*Requirement:* Your answer must be an exact copy of the data below.

*Data to examine:*
=== Section Start ===
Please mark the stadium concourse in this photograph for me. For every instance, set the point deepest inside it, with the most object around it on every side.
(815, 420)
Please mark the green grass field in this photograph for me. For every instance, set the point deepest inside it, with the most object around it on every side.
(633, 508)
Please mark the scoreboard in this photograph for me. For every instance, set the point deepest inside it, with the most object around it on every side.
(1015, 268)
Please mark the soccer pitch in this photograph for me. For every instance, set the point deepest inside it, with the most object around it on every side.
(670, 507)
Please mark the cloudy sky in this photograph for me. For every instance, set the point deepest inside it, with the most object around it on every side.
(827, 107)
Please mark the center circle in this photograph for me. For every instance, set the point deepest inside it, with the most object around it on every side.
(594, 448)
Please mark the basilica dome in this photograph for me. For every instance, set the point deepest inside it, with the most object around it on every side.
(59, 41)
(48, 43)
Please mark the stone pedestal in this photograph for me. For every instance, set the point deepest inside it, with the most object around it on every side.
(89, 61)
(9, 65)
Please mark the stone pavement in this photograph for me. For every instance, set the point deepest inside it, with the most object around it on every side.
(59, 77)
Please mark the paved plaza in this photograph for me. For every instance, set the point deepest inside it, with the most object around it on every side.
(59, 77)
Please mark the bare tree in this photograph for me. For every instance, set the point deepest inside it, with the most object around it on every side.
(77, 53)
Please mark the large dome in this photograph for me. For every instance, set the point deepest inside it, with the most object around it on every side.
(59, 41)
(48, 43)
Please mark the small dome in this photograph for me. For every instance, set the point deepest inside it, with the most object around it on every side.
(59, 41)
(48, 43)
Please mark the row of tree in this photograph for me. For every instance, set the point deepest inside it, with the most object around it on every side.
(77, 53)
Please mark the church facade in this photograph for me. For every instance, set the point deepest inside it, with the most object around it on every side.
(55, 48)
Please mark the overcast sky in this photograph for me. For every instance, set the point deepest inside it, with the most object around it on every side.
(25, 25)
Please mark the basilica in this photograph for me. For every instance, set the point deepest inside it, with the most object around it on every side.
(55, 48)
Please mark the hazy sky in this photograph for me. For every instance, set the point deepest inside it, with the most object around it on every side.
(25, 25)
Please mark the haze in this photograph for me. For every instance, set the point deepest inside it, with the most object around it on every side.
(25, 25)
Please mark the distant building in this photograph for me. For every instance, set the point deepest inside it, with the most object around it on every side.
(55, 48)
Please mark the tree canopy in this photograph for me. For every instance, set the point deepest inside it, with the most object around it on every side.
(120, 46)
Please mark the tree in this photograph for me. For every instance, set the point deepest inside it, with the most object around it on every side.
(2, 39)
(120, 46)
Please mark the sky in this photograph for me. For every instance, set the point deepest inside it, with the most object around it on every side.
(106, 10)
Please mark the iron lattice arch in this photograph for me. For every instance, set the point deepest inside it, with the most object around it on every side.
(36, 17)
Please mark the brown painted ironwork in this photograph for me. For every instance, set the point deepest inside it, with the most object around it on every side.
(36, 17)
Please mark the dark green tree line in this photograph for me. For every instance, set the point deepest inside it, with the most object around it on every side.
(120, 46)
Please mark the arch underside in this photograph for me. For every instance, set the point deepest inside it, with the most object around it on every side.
=== Section End ===
*Response for this exercise:*
Please mark the stadium concourse in this photograph for me. For every instance, set the point deepest inside it, with the most object around it on every side.
(815, 420)
Please mark the green grass field in this photograph for me. For every instance, set the point deepest inside it, with the most object around it on every side.
(633, 508)
Please mark the scoreboard in this photograph for me. For every instance, set the point deepest inside it, with the most object around it on every side.
(1015, 268)
Please mark the soccer pitch in this photograph for me. For every instance, set the point deepest inside it, with the most object around it on every side.
(670, 507)
Please mark the cloudy sky in this photograph for me. For every instance, set the point deepest inside it, with the most object around it on every side.
(827, 107)
Please mark the center circle in this photograph for me. For every instance, set the point deepest inside it, with the most object around it on every side.
(594, 448)
Please mark the basilica dome in this photograph for me. For every instance, set the point deepest inside it, with the most object around it on every side.
(59, 41)
(48, 43)
Please mark the stone pedestal in this photograph for me. For every instance, set the point deepest inside it, with the most object around it on every side.
(89, 61)
(9, 65)
Please mark the stone pavement in this photograph for me. For every instance, set the point deepest inside it, with the most object around it on every side.
(59, 77)
Please mark the paved plaza in this photograph for me. For every instance, set the point deepest inside it, with the most object around it on every side.
(59, 77)
Please mark the bare tree in this photograph for me. For every instance, set the point deepest inside it, with the most object around it on every side.
(77, 53)
Please mark the large dome in this photograph for me. For every instance, set the point deepest inside it, with the most object around it on every side.
(59, 41)
(48, 43)
Please mark the small dome in this photograph for me. For every instance, set the point deepest inside it, with the most object around it on every side.
(59, 41)
(48, 43)
Please mark the row of tree in this photograph for me. For every instance, set the point deepest inside it, with the most object around it on every side.
(77, 53)
Please mark the church facade in this photograph for me. For every instance, set the point deepest inside it, with the most object around it on every side.
(55, 48)
Please mark the overcast sky in this photograph for me. For every instance, set the point deepest inside it, with the most object around it on every side.
(25, 25)
Please mark the basilica in this photograph for me. For every instance, set the point deepest inside it, with the most object around it on every side.
(55, 48)
Please mark the hazy sky in this photograph for me. For every instance, set the point deepest inside it, with the most object around it on every side.
(25, 25)
Please mark the haze in this photograph for me. For every instance, set the point deepest inside it, with the most object around it on every side.
(25, 25)
Please mark the distant building in this photograph for me. For every instance, set the point deepest inside it, with the most object around it on every side.
(55, 48)
Please mark the tree canopy in this photograph for me. For every instance, set the point deepest inside it, with the most object around it on every side.
(120, 46)
Please mark the tree in this photograph for me. For every instance, set the point deepest inside it, with the most object around it on every side.
(2, 39)
(120, 46)
Please mark the sky in this photograph for me. For every instance, set the point deepest inside it, with the most object around it on every side.
(106, 10)
Please mark the iron lattice arch in this photograph for me. For every instance, set the point deepest inside it, with the most object around it on every side.
(36, 17)
Please mark the brown painted ironwork in this photograph for me. For every instance, set the point deepest inside it, with the most object around it on every side.
(36, 17)
Please mark the dark green tree line in this photograph for me. For every instance, set the point deepest inside it, with the most object around it on every side.
(120, 46)
Please mark the arch underside in this photograph for me. For every instance, set the point deepest inside it, with the most object around it on every side.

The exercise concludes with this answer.